If real estate in 2008 has a fashion corollary, it's the Member's Only jacket. Like those elasticized, cotton/poly zip-ups that were all the rage in the 1980s, houses and condos -- at least those purchased in the last few years -- have gone from must-have items to invitations for public mockery.
That's the feeling conveyed by the relentless onslaught of grim economic news, including reports this week that California real estate foreclosures have hit record numbers and that 2007 sales of existing homes were the slowest since 1982. We were also reminded for the millionth time that home prices -- even in "desirable" areas once considered immune to economic downturns -- are falling. In other words, those of us who bought at or near the "height of the market" -- even if we didn't borrow at sub-prime rates -- are still wearing Member's Only jackets. And, boy, do we look dumb.
Just thinking back to that time makes me feel uneasy. Even though it seemed open houses were a bigger draw on Sundays than church and golf combined, there was always a question as to who was going to jump on the high-speed train and who was going to stand back and wait for the inevitable derailment. As a result, many of us who bought property did so with the nagging shame known to customers who pay full price because they're too impatient to wait for a sale. Meanwhile, the smug renters have been living it up in far-nicer homes than they could ever afford to buy.
The subtext of all this is "The Tortoise and the Hare." As we were taught in kindergarten but perhaps forgot by first grade, the race is won patiently and cautiously, not by jumping on a bandwagon. When the real estate market reaches its nadir (how will we know? Maybe when HGTV trades shelter porn for actual porn) the renters -- especially those with money in the bank from well-timed home sales -- will waltz back in and snatch up formerly overvalued homes for rock-bottom prices, thereby joining the ranks of those who bought in the market crash of the early 1990s. The rest of us will remain tragically zipped inside Member's Only jackets that we can't take off without losing a ton of money.
The tragedy part has become the chief narrative of home buying in the last year. But it's a narrative that's missing an essential plot point -- namely, that there are plenty of reasons for buying a house that have nothing to do with making a buck. The time to remember them is now.
The frenzy spawned by the housing bubble managed to reduce the biggest, most personal purchase of most people's lives into a game of strategy. Amid the rhetoric about how houses could make us rich if we bought or sold them at the right time, we lost sight of the fact that they also happen to be where we live. Now that the rhetoric has switched to how houses will make us poor if we bought or sold them at the wrong time, we'd do well to acknowledge that a house's primary job is to shelter us, not earn money for us.

§ **Entries provided**:

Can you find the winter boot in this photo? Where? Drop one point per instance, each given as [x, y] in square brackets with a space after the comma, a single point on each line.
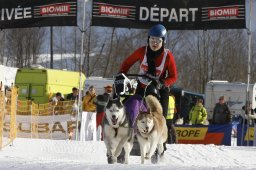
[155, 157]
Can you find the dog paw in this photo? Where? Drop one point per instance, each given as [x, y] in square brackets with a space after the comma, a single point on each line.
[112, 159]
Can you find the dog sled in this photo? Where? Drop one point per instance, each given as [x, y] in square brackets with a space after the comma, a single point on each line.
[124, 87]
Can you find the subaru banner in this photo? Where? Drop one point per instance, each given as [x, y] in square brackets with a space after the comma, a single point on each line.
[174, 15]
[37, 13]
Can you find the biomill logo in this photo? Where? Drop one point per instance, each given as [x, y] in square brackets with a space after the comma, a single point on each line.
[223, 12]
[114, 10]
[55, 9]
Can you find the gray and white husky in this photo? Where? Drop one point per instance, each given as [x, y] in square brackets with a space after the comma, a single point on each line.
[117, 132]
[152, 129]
---
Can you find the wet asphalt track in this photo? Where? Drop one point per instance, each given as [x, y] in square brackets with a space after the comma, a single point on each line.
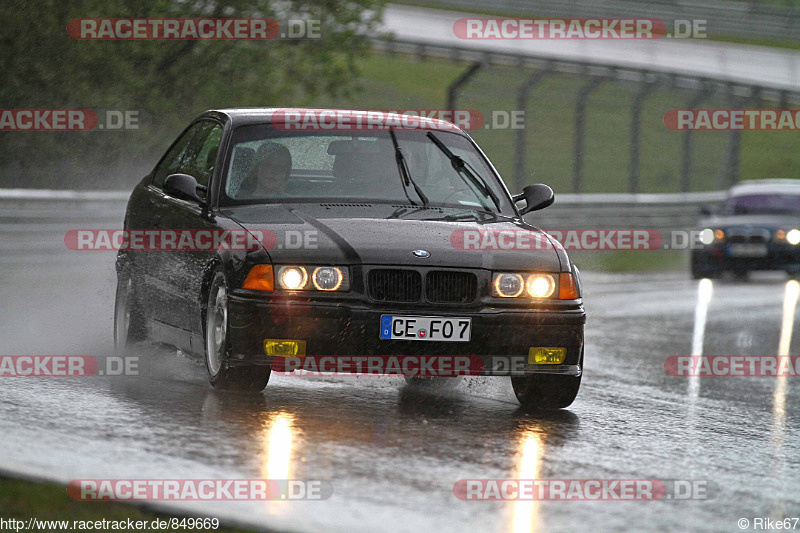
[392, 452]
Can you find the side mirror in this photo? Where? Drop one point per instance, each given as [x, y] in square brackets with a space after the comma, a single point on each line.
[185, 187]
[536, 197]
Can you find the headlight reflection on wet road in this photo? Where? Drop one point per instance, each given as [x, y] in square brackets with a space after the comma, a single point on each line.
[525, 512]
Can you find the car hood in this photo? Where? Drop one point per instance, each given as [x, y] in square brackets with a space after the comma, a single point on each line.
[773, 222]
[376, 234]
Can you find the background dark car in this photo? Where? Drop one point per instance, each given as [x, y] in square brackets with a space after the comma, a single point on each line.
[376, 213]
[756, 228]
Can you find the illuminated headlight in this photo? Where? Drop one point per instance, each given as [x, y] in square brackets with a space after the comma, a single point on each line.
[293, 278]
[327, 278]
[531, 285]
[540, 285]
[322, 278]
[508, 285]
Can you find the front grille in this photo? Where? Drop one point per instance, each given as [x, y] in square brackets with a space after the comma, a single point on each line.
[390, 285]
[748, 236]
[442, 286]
...
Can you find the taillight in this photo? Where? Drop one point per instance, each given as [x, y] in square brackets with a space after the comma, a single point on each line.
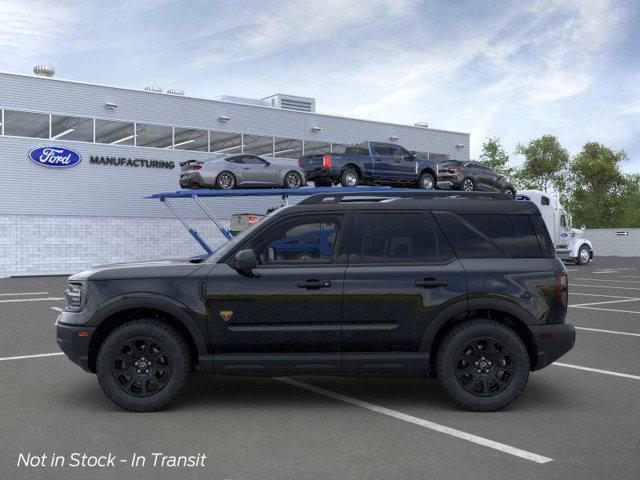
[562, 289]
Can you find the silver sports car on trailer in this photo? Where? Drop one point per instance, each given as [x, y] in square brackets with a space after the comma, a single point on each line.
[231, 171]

§ **List of tasks**:
1 - In the essay on home buying, rewrite everything from "That's the feeling" down to "we look dumb.", putting "parachute pants" wherever "Member's Only jackets" appears.
2 - Name every year or decade that the essay on home buying mentions.

§ **Solutions to each task**:
1 -
That's the feeling conveyed by the relentless onslaught of grim economic news, including reports this week that California real estate foreclosures have hit record numbers and that 2007 sales of existing homes were the slowest since 1982. We were also reminded for the millionth time that home prices -- even in "desirable" areas once considered immune to economic downturns -- are falling. In other words, those of us who bought at or near the "height of the market" -- even if we didn't borrow at sub-prime rates -- are still wearing parachute pants. And, boy, do we look dumb.

2 - 2008, the 1980s, 2007, 1982, the early 1990s